Put all of the data below into a two-column CSV with the headers text and answer. Each row should hold one line of text and the complete answer beneath it, with both values in double quotes and any line breaks replaced by spaces.

Dataset content:
§ §

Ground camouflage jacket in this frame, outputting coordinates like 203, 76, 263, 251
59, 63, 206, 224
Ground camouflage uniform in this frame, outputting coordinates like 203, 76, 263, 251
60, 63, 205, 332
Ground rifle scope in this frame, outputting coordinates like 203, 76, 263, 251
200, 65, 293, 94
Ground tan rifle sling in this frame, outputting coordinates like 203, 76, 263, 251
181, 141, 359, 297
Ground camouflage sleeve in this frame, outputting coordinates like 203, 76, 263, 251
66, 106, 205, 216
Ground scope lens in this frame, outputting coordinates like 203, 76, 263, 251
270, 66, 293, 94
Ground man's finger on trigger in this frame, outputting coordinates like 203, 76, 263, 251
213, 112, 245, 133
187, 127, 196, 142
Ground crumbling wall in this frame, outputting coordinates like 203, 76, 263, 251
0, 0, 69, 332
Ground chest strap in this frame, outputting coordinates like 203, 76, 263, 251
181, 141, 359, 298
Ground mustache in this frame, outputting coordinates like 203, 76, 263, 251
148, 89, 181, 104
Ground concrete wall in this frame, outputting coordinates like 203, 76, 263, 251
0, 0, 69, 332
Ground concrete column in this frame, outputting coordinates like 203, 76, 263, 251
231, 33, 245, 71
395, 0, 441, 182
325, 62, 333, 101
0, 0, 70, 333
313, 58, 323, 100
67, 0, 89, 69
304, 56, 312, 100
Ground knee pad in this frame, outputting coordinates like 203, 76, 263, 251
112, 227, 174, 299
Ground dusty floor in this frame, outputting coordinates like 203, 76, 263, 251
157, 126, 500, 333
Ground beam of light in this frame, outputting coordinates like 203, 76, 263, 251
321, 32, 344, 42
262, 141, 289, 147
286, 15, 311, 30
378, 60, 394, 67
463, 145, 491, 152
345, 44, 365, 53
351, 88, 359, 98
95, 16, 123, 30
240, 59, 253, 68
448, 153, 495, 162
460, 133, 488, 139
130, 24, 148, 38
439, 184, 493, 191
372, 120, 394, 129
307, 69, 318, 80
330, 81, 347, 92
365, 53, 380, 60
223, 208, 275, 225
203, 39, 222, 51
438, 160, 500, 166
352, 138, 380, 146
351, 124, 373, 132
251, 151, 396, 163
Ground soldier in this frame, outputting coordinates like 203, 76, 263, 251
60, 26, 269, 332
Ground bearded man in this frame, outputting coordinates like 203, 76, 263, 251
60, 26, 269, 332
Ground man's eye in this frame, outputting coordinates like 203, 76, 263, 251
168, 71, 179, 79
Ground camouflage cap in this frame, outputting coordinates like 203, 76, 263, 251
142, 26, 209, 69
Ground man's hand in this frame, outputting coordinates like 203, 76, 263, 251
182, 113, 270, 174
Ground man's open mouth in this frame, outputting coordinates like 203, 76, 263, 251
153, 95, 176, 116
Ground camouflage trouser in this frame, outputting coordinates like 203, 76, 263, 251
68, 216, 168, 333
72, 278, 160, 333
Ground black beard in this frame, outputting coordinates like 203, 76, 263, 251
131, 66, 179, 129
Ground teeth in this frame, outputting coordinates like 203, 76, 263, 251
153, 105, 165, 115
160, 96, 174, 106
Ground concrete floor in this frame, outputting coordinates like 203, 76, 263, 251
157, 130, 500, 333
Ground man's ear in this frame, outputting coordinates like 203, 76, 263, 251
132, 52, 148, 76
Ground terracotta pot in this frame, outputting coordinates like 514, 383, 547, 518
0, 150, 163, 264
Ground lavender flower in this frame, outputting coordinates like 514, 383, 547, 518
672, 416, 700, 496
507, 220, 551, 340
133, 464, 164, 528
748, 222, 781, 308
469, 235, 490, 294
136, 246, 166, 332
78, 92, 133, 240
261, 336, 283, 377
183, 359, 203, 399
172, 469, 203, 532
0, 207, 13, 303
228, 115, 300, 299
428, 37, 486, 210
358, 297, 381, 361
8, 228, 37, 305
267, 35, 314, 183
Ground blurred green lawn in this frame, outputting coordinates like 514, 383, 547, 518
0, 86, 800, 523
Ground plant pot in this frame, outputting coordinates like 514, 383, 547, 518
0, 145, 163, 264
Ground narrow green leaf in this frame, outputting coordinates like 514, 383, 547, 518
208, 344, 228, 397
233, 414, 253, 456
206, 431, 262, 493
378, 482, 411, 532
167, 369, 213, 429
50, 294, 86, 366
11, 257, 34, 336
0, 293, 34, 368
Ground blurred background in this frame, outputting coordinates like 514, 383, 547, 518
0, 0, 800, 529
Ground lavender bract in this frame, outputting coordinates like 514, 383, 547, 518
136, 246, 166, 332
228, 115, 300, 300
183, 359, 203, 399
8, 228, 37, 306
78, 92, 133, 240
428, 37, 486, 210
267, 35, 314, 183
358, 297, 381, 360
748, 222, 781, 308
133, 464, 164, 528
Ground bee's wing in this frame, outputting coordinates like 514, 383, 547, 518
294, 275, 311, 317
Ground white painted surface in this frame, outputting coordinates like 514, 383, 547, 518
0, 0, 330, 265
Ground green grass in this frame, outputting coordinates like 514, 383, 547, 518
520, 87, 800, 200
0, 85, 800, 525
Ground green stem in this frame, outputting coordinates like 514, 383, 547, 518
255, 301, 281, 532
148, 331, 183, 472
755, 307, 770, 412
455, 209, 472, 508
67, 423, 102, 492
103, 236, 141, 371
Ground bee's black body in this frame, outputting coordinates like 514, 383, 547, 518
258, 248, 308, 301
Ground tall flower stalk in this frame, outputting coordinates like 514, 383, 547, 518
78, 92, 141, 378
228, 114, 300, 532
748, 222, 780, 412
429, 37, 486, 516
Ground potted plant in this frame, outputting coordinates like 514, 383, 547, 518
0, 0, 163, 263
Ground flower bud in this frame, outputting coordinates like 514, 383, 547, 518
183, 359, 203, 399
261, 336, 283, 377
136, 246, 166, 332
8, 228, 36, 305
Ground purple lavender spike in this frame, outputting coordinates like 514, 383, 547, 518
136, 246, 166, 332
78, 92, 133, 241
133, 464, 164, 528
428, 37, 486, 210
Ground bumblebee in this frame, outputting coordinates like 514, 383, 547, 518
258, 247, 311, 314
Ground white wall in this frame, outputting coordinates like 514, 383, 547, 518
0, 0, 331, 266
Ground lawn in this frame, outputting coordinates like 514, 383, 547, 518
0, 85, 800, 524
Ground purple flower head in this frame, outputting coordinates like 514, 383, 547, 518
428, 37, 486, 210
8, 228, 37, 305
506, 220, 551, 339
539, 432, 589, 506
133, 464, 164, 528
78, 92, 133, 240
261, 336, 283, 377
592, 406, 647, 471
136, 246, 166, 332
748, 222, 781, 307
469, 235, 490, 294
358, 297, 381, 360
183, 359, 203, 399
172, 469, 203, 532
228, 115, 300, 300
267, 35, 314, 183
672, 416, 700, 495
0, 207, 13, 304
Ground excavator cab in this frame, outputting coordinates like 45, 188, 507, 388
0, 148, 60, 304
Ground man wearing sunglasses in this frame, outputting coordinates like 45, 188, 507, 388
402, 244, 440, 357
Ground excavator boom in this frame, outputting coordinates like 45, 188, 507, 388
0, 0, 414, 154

§ §

Worked answer:
text,answer
"Ground camouflage jacket in this frame, outputting coordinates like 203, 76, 263, 251","59, 63, 206, 224"
"Ground camouflage uniform in this frame, outputting coordinates like 203, 76, 263, 251","60, 63, 205, 332"
"Ground rifle scope in this frame, outputting coordinates like 203, 76, 263, 251","200, 65, 293, 94"
"Ground tan rifle sling in this frame, outputting coordinates like 203, 76, 263, 251","181, 141, 359, 297"
"Ground camouflage sleeve in this frame, outputting coordinates like 203, 76, 263, 251","66, 106, 205, 216"
"Ground scope lens in this frame, outputting coordinates like 203, 76, 263, 251","270, 66, 293, 94"
"Ground man's finger on trigger in this frame, outputting coordinates like 203, 76, 263, 251","213, 112, 245, 133 187, 127, 196, 142"
"Ground crumbling wall in this frame, outputting coordinates like 203, 76, 263, 251","0, 0, 69, 332"
"Ground chest strap in this frame, outputting coordinates like 203, 76, 263, 251","181, 141, 359, 298"
"Ground mustache in this frame, outputting coordinates like 203, 76, 263, 251","148, 89, 181, 104"
"Ground concrete wall in this frame, outputting coordinates like 203, 76, 263, 251","0, 0, 69, 332"
"Ground concrete column in this frame, outputting coordinates like 203, 76, 263, 251","231, 33, 245, 71 395, 0, 441, 182 325, 62, 333, 101 0, 0, 70, 333 313, 58, 323, 100 67, 0, 89, 69 304, 56, 312, 100"
"Ground knee pad in this frame, outputting coordinates like 203, 76, 263, 251","112, 227, 174, 299"
"Ground dusty floor in this frame, outputting coordinates like 203, 76, 263, 251","157, 126, 500, 333"
"Ground beam of light in this frame, outputting coordinates like 203, 76, 263, 251","321, 32, 344, 42 262, 141, 289, 147 286, 15, 311, 30 378, 60, 394, 67 463, 145, 491, 152 345, 44, 365, 53 351, 88, 359, 98 95, 16, 123, 30 240, 59, 253, 68 448, 153, 495, 162 460, 133, 488, 139 130, 24, 148, 38 439, 184, 493, 191 372, 120, 394, 129 307, 69, 318, 80 330, 81, 347, 92 365, 53, 380, 60 223, 208, 275, 225 203, 39, 222, 51 438, 160, 500, 166 352, 138, 380, 146 351, 124, 373, 132 251, 151, 396, 163"
"Ground soldier in this frame, outputting coordinates like 203, 76, 263, 251","60, 26, 269, 332"
"Ground bearded man in this frame, outputting coordinates like 203, 76, 263, 251","60, 26, 269, 332"
"Ground man's eye in this frame, outputting coordinates like 203, 76, 263, 251","168, 71, 179, 79"
"Ground camouflage cap in this frame, outputting coordinates like 203, 76, 263, 251","142, 26, 209, 69"
"Ground man's hand in this frame, outputting coordinates like 203, 76, 263, 251","182, 113, 270, 174"
"Ground man's open mouth in this frame, outputting coordinates like 203, 76, 263, 251","153, 95, 176, 116"
"Ground camouflage trouser in this frame, outputting coordinates like 203, 76, 263, 251","68, 216, 168, 333 72, 278, 160, 333"
"Ground black beard in this frame, outputting coordinates like 203, 76, 263, 251","131, 66, 179, 129"
"Ground teeth in this frame, outputting coordinates like 203, 76, 263, 251","153, 105, 165, 115 160, 96, 174, 106"
"Ground concrete floor in this frame, outputting coordinates like 203, 76, 263, 251","157, 130, 500, 333"
"Ground man's ear in this frame, outputting coordinates like 203, 76, 263, 251","132, 52, 148, 76"
"Ground terracotta pot in this frame, outputting coordinates like 514, 383, 547, 518","0, 150, 163, 264"
"Ground lavender flower in this frame, outputting coordinates like 514, 383, 547, 518","672, 416, 700, 496 507, 220, 551, 340 133, 464, 164, 528 748, 222, 781, 308 469, 235, 490, 294 136, 246, 166, 332 78, 92, 133, 240 261, 336, 283, 377 183, 359, 203, 399 172, 469, 203, 532 0, 207, 13, 303 228, 115, 300, 299 428, 37, 486, 210 358, 297, 381, 361 8, 228, 37, 305 267, 35, 314, 183"
"Ground blurred green lawn in this frame, outputting coordinates like 514, 383, 547, 518","0, 86, 800, 523"
"Ground plant pot in this frame, outputting coordinates like 514, 383, 547, 518","0, 145, 163, 264"
"Ground narrow green leaf in this frame, outputting coordinates like 514, 383, 547, 518","208, 344, 228, 397 233, 414, 253, 456 206, 431, 262, 493 378, 482, 411, 532 167, 369, 213, 429 50, 294, 86, 366 11, 257, 34, 336 0, 293, 34, 368"
"Ground blurred background in this frame, outputting coordinates like 514, 383, 547, 518","0, 0, 800, 529"
"Ground lavender bract in this frame, outputting coordinates like 514, 383, 547, 518","136, 246, 166, 332 228, 115, 300, 300 183, 359, 203, 399 8, 228, 37, 306 78, 92, 133, 240 428, 37, 486, 210 267, 35, 314, 183 358, 297, 381, 360 748, 222, 781, 308 133, 464, 164, 528"
"Ground bee's wing in this frame, outputting coordinates like 514, 383, 547, 518","294, 275, 311, 317"
"Ground white painted surface in this frame, outputting coordinates like 514, 383, 547, 518","0, 0, 330, 265"
"Ground green grass in this frame, outputting coordinates like 514, 383, 547, 518","520, 87, 800, 200 0, 85, 800, 525"
"Ground green stem in this frame, outputting coordinates like 514, 383, 547, 518","255, 301, 281, 532 148, 331, 183, 472 755, 307, 770, 412 455, 209, 472, 508 67, 423, 102, 492 103, 236, 141, 371"
"Ground bee's black body in this frame, outputting coordinates like 514, 383, 547, 518","258, 248, 308, 301"
"Ground tall flower stalk in this frame, outputting coordinates like 514, 383, 547, 518","78, 92, 141, 378 228, 114, 300, 532 748, 222, 780, 412 429, 37, 486, 516"
"Ground potted plant in this frame, outputting coordinates like 514, 383, 547, 518","0, 0, 163, 263"
"Ground flower bud in this frame, outputting coordinates like 514, 383, 547, 518","183, 359, 203, 399 261, 336, 283, 377 136, 246, 166, 332 8, 228, 36, 305"
"Ground purple lavender spike in this frame, outputting coordinates like 514, 383, 547, 518","136, 246, 166, 332 78, 92, 133, 241 133, 464, 164, 528 428, 37, 486, 210"
"Ground bumblebee in this frame, outputting coordinates like 514, 383, 547, 518","258, 247, 311, 314"
"Ground white wall in this frame, outputting coordinates like 514, 383, 547, 518","0, 0, 331, 266"
"Ground lawn in this frame, outputting coordinates like 514, 383, 547, 518","0, 85, 800, 524"
"Ground purple flower head in this frame, outputting coordinates like 514, 383, 547, 518","428, 37, 486, 210 8, 228, 37, 305 506, 220, 551, 339 539, 432, 589, 506 133, 464, 164, 528 78, 92, 133, 240 261, 336, 283, 377 592, 406, 647, 471 136, 246, 166, 332 748, 222, 781, 307 469, 235, 490, 294 358, 297, 381, 360 183, 359, 203, 399 172, 469, 203, 532 228, 115, 300, 300 267, 35, 314, 183 672, 416, 700, 495 0, 207, 13, 304"
"Ground excavator cab in this frame, outputting coordinates like 45, 188, 507, 388","0, 148, 60, 304"
"Ground man wearing sunglasses in this frame, outputting coordinates like 45, 188, 507, 388","402, 244, 440, 357"
"Ground excavator boom in this frame, outputting coordinates like 45, 188, 507, 388","0, 0, 414, 154"